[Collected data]
________________________
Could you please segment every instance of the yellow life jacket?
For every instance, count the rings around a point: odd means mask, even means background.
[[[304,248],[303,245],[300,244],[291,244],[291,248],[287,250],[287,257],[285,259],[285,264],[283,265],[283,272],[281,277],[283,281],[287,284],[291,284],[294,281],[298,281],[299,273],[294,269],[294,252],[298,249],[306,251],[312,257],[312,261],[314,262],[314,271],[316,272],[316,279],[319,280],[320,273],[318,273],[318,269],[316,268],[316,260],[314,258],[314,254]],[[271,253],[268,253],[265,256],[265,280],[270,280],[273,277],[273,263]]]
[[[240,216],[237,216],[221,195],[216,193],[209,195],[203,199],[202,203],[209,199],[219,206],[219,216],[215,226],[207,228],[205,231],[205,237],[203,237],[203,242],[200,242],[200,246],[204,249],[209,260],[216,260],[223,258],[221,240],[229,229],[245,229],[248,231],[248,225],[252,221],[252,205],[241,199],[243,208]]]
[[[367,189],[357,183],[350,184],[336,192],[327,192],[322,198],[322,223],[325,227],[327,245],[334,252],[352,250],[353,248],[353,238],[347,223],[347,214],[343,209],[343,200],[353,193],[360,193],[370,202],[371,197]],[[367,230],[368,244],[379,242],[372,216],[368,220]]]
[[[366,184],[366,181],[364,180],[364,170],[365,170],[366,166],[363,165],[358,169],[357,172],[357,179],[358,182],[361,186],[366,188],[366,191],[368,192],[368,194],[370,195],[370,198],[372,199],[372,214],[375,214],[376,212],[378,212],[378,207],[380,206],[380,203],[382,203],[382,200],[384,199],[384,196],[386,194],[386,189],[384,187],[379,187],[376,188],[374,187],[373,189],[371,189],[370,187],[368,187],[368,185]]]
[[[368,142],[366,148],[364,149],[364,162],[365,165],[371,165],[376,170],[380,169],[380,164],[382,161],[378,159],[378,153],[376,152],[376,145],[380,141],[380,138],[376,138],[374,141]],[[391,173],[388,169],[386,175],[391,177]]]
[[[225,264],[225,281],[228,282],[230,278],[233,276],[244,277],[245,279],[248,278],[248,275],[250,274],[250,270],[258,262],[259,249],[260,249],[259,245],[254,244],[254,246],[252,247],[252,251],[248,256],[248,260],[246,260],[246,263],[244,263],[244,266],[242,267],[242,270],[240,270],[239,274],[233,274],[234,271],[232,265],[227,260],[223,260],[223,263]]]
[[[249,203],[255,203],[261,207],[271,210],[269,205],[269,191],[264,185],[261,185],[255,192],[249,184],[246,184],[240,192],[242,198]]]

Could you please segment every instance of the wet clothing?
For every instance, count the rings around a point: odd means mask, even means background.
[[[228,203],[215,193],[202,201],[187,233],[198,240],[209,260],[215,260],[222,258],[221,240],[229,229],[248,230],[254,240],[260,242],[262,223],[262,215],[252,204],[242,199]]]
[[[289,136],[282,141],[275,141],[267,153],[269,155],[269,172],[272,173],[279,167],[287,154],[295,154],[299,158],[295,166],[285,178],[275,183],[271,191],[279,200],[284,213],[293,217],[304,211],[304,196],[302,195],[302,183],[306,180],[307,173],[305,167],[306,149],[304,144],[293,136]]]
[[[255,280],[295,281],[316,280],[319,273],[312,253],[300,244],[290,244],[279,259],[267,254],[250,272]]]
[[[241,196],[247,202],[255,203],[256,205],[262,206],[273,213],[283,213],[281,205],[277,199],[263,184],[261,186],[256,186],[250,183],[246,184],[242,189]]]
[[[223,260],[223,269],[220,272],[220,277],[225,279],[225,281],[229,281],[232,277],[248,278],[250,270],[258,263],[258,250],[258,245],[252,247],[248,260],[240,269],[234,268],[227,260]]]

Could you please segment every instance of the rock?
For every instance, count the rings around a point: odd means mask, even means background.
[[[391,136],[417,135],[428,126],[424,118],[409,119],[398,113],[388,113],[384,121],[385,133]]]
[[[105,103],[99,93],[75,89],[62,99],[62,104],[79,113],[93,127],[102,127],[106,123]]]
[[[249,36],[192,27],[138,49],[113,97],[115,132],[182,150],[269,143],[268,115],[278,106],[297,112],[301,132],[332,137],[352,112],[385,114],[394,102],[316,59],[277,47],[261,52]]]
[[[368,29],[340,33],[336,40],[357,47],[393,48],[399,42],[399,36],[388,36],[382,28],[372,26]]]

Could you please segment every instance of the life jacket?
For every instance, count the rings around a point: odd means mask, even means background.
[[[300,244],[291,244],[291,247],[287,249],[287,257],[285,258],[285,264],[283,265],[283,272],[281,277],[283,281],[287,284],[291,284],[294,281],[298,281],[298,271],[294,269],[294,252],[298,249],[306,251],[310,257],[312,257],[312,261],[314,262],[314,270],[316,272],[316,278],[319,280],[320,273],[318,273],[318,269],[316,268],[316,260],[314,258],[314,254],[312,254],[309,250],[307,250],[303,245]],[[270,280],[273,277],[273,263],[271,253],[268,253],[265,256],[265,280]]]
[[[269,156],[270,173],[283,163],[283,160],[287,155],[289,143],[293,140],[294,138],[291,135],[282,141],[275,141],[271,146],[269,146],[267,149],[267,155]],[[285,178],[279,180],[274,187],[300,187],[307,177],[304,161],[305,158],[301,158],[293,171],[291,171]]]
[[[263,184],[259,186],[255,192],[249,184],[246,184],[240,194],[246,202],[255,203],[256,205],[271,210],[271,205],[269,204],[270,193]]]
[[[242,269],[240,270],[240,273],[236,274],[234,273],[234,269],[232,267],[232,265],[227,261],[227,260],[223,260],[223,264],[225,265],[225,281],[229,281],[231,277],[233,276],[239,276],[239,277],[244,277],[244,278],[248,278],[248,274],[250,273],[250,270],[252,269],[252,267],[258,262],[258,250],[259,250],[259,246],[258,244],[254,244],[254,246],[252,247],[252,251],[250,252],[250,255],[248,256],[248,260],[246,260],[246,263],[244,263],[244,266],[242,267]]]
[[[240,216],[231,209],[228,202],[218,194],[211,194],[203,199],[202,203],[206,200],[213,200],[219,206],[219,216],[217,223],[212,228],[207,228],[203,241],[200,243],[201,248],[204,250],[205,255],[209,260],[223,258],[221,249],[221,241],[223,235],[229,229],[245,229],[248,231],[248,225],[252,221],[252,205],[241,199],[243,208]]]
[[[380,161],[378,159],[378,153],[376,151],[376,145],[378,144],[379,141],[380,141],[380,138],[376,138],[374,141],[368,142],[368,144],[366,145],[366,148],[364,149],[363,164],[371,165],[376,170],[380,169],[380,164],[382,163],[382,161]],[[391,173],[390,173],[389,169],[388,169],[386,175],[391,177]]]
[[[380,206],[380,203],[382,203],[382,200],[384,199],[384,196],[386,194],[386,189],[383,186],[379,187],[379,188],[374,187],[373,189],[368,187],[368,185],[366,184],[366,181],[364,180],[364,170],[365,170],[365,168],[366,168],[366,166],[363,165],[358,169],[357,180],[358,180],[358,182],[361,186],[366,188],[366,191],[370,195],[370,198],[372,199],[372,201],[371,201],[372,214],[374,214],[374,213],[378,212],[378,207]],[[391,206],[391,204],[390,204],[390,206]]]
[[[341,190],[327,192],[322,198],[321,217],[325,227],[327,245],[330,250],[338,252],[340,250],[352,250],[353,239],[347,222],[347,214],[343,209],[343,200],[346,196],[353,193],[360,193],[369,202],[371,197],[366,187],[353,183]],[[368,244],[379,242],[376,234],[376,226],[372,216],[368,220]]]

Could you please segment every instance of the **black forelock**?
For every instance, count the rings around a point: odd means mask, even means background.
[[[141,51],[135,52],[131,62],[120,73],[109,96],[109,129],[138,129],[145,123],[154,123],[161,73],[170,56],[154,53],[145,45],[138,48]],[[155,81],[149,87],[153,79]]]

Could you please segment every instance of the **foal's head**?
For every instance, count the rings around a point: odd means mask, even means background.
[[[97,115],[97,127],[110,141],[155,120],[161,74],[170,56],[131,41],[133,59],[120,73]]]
________________________
WHAT YOU ARE ASKED TO DO: Which lines of the data hold the string "segment"? Return each of them.

ANSWER TO THIS EXERCISE:
Could you please segment every instance of the yellow life jacket?
Could you please segment every instance of the wet clothing?
Could you please segment every instance of the rock?
Could you please segment every instance of the life jacket?
Could you please segment every instance of the **black forelock**?
Could you please segment every instance of the **foal's head**?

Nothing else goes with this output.